Exercise inputs START
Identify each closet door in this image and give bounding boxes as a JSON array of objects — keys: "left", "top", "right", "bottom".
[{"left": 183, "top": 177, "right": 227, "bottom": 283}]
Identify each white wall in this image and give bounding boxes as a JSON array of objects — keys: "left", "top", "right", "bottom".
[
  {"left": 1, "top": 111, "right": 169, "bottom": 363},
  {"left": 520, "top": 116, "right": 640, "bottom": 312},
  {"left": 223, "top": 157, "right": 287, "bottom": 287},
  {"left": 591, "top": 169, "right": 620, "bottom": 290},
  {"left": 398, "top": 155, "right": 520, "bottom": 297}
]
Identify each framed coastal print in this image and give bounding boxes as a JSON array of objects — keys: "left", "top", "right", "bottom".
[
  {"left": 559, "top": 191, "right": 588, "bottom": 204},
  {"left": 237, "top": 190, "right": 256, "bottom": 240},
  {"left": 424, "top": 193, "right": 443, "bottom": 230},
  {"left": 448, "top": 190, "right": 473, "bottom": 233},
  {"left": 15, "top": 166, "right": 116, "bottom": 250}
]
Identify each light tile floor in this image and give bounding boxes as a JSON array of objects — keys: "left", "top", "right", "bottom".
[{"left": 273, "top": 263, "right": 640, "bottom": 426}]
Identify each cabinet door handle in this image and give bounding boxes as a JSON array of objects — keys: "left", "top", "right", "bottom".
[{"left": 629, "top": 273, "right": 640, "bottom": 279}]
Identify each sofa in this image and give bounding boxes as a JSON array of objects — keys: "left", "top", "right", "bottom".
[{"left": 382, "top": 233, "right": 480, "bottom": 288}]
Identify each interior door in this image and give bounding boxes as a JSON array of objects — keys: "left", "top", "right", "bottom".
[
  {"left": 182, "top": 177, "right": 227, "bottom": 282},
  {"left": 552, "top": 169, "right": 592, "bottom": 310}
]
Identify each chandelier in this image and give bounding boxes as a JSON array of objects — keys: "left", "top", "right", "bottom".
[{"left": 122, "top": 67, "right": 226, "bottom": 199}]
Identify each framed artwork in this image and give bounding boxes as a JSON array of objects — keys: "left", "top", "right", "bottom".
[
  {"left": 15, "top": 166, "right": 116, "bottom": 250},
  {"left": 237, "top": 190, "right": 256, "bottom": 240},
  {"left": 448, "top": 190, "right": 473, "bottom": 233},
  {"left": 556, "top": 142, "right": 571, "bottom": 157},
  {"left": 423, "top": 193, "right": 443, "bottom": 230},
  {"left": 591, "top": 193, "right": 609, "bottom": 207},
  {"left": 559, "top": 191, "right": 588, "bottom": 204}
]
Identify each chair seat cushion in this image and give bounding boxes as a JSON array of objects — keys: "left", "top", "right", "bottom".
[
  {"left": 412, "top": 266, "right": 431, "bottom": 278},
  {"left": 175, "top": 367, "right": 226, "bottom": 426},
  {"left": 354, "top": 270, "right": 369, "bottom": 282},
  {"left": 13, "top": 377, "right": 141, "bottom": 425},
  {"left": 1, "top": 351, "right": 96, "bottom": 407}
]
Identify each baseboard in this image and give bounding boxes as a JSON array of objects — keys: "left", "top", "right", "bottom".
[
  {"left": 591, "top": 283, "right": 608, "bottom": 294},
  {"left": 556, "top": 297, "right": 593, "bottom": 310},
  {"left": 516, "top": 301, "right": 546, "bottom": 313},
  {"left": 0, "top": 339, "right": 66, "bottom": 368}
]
Exercise inputs END
▶ _What the exercise asks_
Repeat back the data above, exact to the last character.

▶ _Completed exercise_
Identify each closet door in this image and give bounding boxes as a JSON array of objects — keys: "left", "top", "right", "bottom".
[{"left": 183, "top": 177, "right": 227, "bottom": 283}]
Identify each white wall in this image and give bounding boxes as a JSON array of objects — keys: "left", "top", "right", "bottom".
[
  {"left": 1, "top": 111, "right": 169, "bottom": 363},
  {"left": 520, "top": 116, "right": 640, "bottom": 312},
  {"left": 223, "top": 157, "right": 287, "bottom": 287},
  {"left": 591, "top": 169, "right": 620, "bottom": 290},
  {"left": 398, "top": 155, "right": 520, "bottom": 297}
]
Identify each framed coastal print in this image and give bounding boxes as a JSON array of objects — keys: "left", "top", "right", "bottom".
[
  {"left": 559, "top": 191, "right": 588, "bottom": 204},
  {"left": 237, "top": 190, "right": 256, "bottom": 240},
  {"left": 424, "top": 193, "right": 443, "bottom": 230},
  {"left": 448, "top": 190, "right": 473, "bottom": 233},
  {"left": 15, "top": 166, "right": 116, "bottom": 250}
]
Identify each light tile floor in this image and give bounding boxes as a JSON array of objects — keys: "left", "top", "right", "bottom".
[{"left": 273, "top": 263, "right": 640, "bottom": 426}]
Identify each cabinet door handle in this image and give bounding boxes as a JSON array of objects — keys: "left", "top", "right", "bottom".
[{"left": 629, "top": 273, "right": 640, "bottom": 279}]
Identify each sofa in this image and give bounding boxes as a JSON array of objects — keys: "left", "top", "right", "bottom".
[{"left": 382, "top": 233, "right": 480, "bottom": 288}]
Identify each interior door in this image and give bounding boxes as a JSON array of objects — keys: "left", "top", "right", "bottom".
[
  {"left": 182, "top": 177, "right": 227, "bottom": 282},
  {"left": 552, "top": 169, "right": 592, "bottom": 310}
]
Identify each chandelier in this image and give bounding boxes as a JSON array of objects — keys: "left", "top", "right", "bottom".
[{"left": 122, "top": 67, "right": 226, "bottom": 199}]
Identify each framed artwork in this image and give bounding boxes as a JSON array of objects — keys: "left", "top", "right", "bottom".
[
  {"left": 15, "top": 166, "right": 116, "bottom": 250},
  {"left": 237, "top": 190, "right": 256, "bottom": 240},
  {"left": 448, "top": 190, "right": 473, "bottom": 233},
  {"left": 556, "top": 142, "right": 571, "bottom": 157},
  {"left": 423, "top": 193, "right": 443, "bottom": 230},
  {"left": 591, "top": 193, "right": 609, "bottom": 207},
  {"left": 559, "top": 191, "right": 588, "bottom": 204}
]
Identify each chair seat cushion in this image and give bounding boxes as a JSON array of objects — keys: "left", "top", "right", "bottom".
[
  {"left": 412, "top": 266, "right": 431, "bottom": 278},
  {"left": 175, "top": 367, "right": 226, "bottom": 426},
  {"left": 354, "top": 270, "right": 369, "bottom": 282},
  {"left": 13, "top": 377, "right": 141, "bottom": 425},
  {"left": 1, "top": 351, "right": 96, "bottom": 407}
]
Identify each baseboard in this image and give bounding boxes as a JSON array of objects — keys: "left", "top", "right", "bottom".
[
  {"left": 591, "top": 283, "right": 608, "bottom": 294},
  {"left": 556, "top": 297, "right": 593, "bottom": 310},
  {"left": 516, "top": 301, "right": 546, "bottom": 313},
  {"left": 0, "top": 339, "right": 66, "bottom": 368}
]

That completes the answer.